That is a "live" frog, it needs to be insulated as has been stated. Did you not get any wiring instructions from Shinohara?


----------



## DonR (Oct 18, 2012)

WVGCA & Cycleops

What you prescribe is exactly what is to be done with Electrofrog type
turnouts to prevent a short.

But in the OP's situation, he does not yet have the divert tracks connected
to the turnout only the 'straight' so the insulated joiners would be of no
consequence at this point. He is getting the short indication with the turnout 
off of the layout.

I have never had one of these animals in my hand so I don't know what
'wiring' they have on the bottom. There must be something amiss
under there.

Don


----------



## wvgca (Jan 21, 2013)

DonR said:


> WVGCA & Cycleops
> 
> But in the OP's situation, he does not yet have the divert tracks connected
> to the turnout only the 'straight' so the insulated joiners would be of no
> ...


with only main line attached [without insulated joiner at frog] normal direction would be okay, when set to diverging, the point would move to other side, and connect both point rails, frog, and both frog exit rails to power from other track rail, and would be a direct short where the frog rail connects to the main rail.. this can easily be verified with a test meter, indicator light, or similar


----------



## DonR (Oct 18, 2012)

WVCGA

Oh yes...you are right,,,now I see your Point..it is the lack of insulated joiner
in the existing frog rail track that is causing the short when set to divert. Missed
that. But then I have Insulfrog Pecos and don't have that concern.

That's all he needs to get things moving again...an insulated joiner
for both frog rails of both turnouts...and any others yet to be installed
if they are electrofrog as these are.

__________

TO DO
#1 Rewrite the turnout wiring thread starting at "I have never" and ending at "(Jan 21, 2013)", substituting "turnouts" for "animals".
#2 According to the turnout wiring thread, why does the turnout short when it is set to diverging, even though only the main line is attached? Answer in one to three sentences.

DATA SHOWN
__________

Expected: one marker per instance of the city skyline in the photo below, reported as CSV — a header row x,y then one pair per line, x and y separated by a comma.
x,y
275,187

__________

PROBLEM SOLUTIONS
#1
I have never had one of these turnouts in my hand so I don't know what
'wiring' they have on the bottom. There must be something amiss
under there.

Don


----------



## wvgca (Jan 21, 2013)

#2 When the turnout is set to diverging, the point moves to the other side. This connects both point rails, the frog and both frog exit rails to power from the other track rail. Without an insulated joiner at the frog, this creates a direct short where the frog rail connects to the main rail.